--- Begin Records provided ---

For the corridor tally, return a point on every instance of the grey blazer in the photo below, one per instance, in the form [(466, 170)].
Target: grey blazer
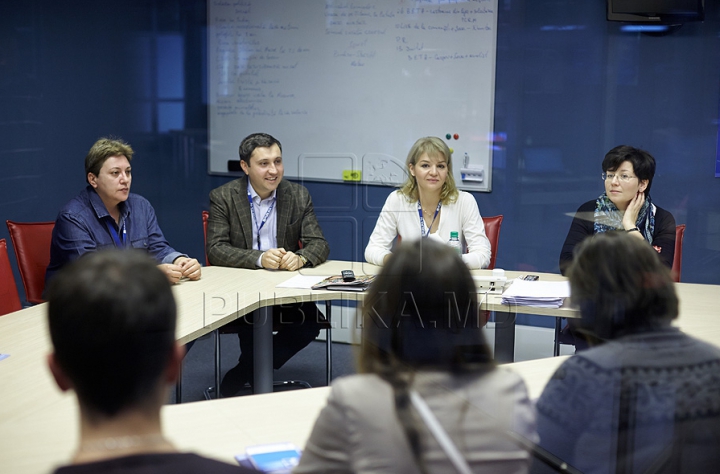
[(230, 227)]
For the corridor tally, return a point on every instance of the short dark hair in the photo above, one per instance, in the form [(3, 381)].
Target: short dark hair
[(104, 149), (642, 161), (112, 322), (422, 311), (621, 286), (256, 140)]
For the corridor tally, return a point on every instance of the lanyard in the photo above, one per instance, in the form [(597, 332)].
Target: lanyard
[(267, 214), (422, 221), (119, 241)]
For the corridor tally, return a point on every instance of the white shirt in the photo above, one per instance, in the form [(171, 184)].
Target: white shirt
[(399, 216), (268, 233)]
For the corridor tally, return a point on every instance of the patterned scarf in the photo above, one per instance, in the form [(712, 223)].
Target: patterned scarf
[(608, 217)]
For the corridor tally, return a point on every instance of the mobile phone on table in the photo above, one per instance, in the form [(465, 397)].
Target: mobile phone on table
[(274, 458)]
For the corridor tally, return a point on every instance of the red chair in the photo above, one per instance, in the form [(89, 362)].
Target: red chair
[(677, 258), (31, 241), (9, 299), (229, 330), (492, 230)]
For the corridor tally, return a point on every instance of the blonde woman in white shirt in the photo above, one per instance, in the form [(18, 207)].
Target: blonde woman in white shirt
[(429, 205)]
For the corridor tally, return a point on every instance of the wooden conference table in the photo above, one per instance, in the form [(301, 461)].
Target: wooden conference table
[(38, 423)]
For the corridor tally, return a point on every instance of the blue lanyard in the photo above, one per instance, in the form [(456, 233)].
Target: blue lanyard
[(422, 221), (119, 241), (267, 214)]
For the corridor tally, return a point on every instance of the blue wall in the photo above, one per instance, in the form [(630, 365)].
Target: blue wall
[(570, 86)]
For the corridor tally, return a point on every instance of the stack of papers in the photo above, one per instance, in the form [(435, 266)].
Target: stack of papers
[(539, 294)]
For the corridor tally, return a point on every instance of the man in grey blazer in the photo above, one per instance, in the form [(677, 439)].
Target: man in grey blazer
[(262, 221)]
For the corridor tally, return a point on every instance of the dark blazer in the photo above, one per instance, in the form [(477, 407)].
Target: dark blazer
[(583, 226), (230, 225)]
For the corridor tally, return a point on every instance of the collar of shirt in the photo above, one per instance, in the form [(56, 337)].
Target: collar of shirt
[(268, 234), (100, 209)]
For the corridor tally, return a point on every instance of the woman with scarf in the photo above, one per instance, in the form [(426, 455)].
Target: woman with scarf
[(625, 205)]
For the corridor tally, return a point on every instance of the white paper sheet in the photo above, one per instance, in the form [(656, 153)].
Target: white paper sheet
[(302, 281)]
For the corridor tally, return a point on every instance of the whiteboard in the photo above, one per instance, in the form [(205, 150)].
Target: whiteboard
[(348, 86)]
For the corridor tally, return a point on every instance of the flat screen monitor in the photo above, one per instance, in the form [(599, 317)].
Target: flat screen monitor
[(656, 11)]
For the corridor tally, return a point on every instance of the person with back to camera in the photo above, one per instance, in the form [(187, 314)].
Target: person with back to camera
[(107, 215), (430, 205), (422, 344), (625, 205), (646, 398), (112, 318)]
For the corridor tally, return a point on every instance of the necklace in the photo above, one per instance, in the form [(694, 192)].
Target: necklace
[(123, 442)]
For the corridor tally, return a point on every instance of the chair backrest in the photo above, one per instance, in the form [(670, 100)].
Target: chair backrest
[(677, 258), (31, 241), (9, 299), (206, 214), (492, 230)]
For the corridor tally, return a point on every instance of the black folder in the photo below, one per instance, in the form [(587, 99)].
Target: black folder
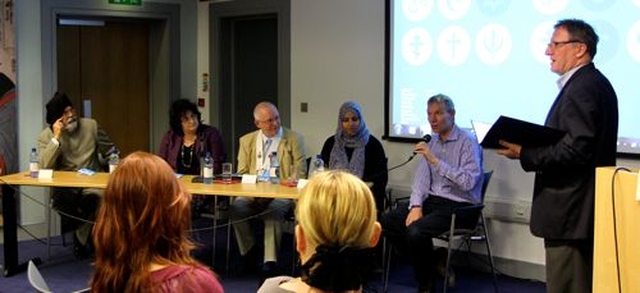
[(520, 132)]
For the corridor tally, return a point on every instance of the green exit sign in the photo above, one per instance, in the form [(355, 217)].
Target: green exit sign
[(126, 2)]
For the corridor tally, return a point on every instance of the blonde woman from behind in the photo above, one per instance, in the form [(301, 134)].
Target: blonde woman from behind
[(337, 225)]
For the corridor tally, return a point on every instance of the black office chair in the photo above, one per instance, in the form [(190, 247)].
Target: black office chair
[(479, 233)]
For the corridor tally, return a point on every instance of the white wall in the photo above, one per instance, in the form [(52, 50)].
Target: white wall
[(337, 54)]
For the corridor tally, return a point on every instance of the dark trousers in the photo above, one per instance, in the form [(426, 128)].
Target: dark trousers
[(415, 241), (74, 204), (569, 265)]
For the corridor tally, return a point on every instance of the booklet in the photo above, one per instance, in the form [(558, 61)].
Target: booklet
[(520, 132)]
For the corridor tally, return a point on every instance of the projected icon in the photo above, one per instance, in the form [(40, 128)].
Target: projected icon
[(417, 10), (454, 9), (493, 44), (550, 7), (453, 45), (416, 46), (633, 41)]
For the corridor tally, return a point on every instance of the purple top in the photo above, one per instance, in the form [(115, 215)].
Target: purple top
[(185, 279), (209, 140), (458, 174)]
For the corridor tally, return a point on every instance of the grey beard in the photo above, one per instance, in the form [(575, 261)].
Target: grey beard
[(71, 126)]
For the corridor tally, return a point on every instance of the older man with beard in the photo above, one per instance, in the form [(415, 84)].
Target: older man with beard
[(68, 144)]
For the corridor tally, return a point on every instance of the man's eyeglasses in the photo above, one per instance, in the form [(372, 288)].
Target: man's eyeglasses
[(270, 120), (555, 45)]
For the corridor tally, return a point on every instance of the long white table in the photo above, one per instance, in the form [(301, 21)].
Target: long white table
[(99, 180)]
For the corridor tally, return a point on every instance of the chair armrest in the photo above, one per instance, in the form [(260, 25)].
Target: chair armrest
[(468, 209)]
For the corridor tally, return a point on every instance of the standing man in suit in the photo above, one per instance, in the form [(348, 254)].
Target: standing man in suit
[(564, 190), (253, 158)]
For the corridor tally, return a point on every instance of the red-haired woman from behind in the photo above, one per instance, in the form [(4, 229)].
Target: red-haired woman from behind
[(141, 232)]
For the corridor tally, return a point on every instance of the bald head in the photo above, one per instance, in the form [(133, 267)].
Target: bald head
[(267, 118)]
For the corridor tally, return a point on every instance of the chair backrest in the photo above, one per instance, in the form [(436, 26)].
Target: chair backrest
[(485, 183), (36, 280)]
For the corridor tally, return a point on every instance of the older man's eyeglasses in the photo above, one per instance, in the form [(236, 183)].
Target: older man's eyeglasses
[(270, 120), (555, 45)]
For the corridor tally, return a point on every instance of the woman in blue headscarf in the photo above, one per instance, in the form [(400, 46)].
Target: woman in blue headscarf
[(355, 150)]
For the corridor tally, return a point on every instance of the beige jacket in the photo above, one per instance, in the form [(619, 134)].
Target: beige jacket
[(290, 153)]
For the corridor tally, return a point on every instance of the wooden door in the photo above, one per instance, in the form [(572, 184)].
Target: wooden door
[(249, 45), (108, 66)]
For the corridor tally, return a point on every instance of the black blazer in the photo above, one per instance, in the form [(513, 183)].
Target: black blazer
[(564, 189)]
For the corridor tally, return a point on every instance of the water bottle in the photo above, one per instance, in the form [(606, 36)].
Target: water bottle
[(274, 168), (207, 169), (114, 160), (34, 165), (317, 166)]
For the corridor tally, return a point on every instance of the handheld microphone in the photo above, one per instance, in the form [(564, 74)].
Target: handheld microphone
[(426, 138)]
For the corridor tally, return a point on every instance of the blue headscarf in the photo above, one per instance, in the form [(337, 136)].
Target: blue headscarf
[(339, 159)]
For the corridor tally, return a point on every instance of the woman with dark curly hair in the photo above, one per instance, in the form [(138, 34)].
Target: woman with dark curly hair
[(188, 140)]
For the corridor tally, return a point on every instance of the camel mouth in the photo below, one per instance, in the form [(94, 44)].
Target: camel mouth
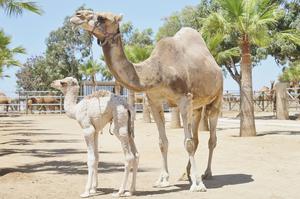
[(76, 20), (55, 85)]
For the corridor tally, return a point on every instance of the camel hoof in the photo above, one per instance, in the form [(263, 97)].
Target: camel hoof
[(85, 195), (198, 188), (184, 177), (122, 194), (160, 184), (207, 175)]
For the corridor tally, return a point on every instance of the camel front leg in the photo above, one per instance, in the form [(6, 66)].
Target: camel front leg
[(214, 110), (95, 172), (158, 115), (135, 164), (195, 128), (89, 134), (186, 110), (122, 135)]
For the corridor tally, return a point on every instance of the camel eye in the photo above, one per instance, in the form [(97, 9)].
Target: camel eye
[(100, 19), (63, 84)]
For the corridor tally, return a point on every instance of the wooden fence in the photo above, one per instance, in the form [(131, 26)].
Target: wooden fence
[(231, 100)]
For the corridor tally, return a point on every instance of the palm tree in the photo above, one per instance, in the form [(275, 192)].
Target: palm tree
[(135, 54), (248, 23), (89, 70), (291, 74), (7, 54), (16, 8)]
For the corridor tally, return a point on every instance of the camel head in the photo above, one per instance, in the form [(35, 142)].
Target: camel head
[(100, 24), (66, 84)]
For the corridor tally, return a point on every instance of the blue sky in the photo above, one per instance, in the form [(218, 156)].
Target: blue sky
[(31, 30)]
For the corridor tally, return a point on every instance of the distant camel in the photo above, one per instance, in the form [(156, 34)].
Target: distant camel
[(180, 71), (6, 101), (93, 113)]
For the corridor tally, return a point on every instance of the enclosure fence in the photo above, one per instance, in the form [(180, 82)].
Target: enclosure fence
[(30, 102)]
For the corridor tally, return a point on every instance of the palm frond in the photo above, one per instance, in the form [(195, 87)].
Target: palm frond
[(224, 56), (16, 8)]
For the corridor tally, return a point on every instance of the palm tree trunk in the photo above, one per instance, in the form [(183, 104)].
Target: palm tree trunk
[(204, 120), (146, 110), (247, 125), (175, 118), (94, 83), (117, 88), (131, 99)]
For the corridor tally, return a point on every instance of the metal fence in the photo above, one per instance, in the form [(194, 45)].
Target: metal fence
[(30, 102)]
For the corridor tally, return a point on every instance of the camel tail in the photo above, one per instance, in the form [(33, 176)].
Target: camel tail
[(130, 123)]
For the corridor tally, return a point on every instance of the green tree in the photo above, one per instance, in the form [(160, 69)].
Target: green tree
[(67, 49), (138, 46), (285, 47), (291, 74), (249, 22), (35, 74), (16, 8), (89, 70), (7, 54)]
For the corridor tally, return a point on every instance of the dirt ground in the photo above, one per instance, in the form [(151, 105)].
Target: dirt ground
[(43, 156)]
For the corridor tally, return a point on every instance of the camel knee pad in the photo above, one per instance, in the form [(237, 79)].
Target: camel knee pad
[(189, 145)]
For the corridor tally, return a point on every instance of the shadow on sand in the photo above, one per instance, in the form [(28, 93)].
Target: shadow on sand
[(218, 181), (66, 167), (279, 133)]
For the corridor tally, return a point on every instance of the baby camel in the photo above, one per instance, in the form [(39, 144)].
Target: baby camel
[(93, 113)]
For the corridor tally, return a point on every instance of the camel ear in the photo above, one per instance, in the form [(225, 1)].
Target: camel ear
[(118, 18), (63, 84)]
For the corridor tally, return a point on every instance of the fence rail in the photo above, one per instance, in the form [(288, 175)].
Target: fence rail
[(23, 103)]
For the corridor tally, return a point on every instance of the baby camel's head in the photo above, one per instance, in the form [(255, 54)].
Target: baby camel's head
[(66, 84)]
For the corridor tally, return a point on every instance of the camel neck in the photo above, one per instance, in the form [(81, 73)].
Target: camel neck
[(123, 70), (70, 102)]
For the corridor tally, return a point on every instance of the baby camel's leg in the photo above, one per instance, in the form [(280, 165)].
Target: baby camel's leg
[(89, 133), (135, 163), (121, 131)]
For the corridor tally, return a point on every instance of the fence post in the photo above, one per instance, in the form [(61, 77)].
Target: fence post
[(263, 101), (60, 104), (281, 101), (26, 103)]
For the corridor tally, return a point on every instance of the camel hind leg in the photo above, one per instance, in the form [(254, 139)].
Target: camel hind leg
[(158, 115), (195, 128), (213, 111), (121, 130), (186, 110)]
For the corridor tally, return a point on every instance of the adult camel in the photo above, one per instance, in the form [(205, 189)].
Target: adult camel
[(180, 71)]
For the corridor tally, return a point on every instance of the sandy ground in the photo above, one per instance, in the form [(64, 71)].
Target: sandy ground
[(43, 156)]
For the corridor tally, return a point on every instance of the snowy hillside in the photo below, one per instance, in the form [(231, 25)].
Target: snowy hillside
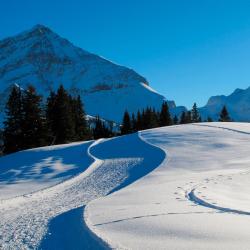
[(184, 187), (237, 103), (42, 58)]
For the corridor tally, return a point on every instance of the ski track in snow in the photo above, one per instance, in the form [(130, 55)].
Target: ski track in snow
[(44, 219), (138, 217), (27, 220)]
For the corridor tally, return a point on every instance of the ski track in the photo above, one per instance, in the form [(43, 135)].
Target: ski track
[(195, 195), (25, 220), (119, 229)]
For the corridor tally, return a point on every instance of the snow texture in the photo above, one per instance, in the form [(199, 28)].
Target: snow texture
[(178, 187), (42, 58), (198, 198)]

--- End Records provided ---

*Written request:* Rescale the lines starting at the one containing "form [(131, 26)]." and ending at the one containing "88), (131, 99)]": give all of them again, requests included, with every point coordinate in the answers multiplied by 1.05 and rounded to a whole number, halves rounding up. Keep the requests and the coordinates in their sample forms unchanged.

*Output:*
For the corridor tally, return a point on every instance of the wooden fence in the photo above, one per instance, in the form [(131, 26)].
Target: wooden fence
[(243, 105)]
For the corridor tally, return a point on every instance of the palm tree in the photo above, one per instance, in the form [(275, 192)].
Target: palm tree
[(142, 57), (260, 24), (93, 74), (306, 78), (7, 57), (17, 8)]
For the corridor tally, return a point on every instance of the camel head in the photo above, one per instance, in the form [(35, 142)].
Target: camel head
[(105, 25), (69, 88)]
For the corridor tally, return a point on every instance of the blue sky in the photo above, one per instance, in the form [(218, 156)].
Target: blue sky
[(33, 32)]
For the corridor tally, return a point on every instance of the distant camel in the photo above, one per instance, in the form [(156, 34)].
Target: distant camel
[(189, 75), (6, 106), (98, 119)]
For the corridor tally, return a point on every instance of the enclosure fence in the photo above, one per instance, in the form [(180, 82)].
Target: enclosure fence
[(32, 107)]
For the corridor tally, return a point on every instance of the palm frond in the photo above, one per instance, in the form [(195, 87)].
Target: palm frond
[(235, 59), (17, 8)]
For the corridor tally, return a point on every instance of the palm tree trunk in the photo above, one per instance, in the form [(183, 104)].
Target: palm tree trunk
[(214, 126), (153, 116), (259, 131), (184, 124), (99, 87), (123, 92), (138, 104)]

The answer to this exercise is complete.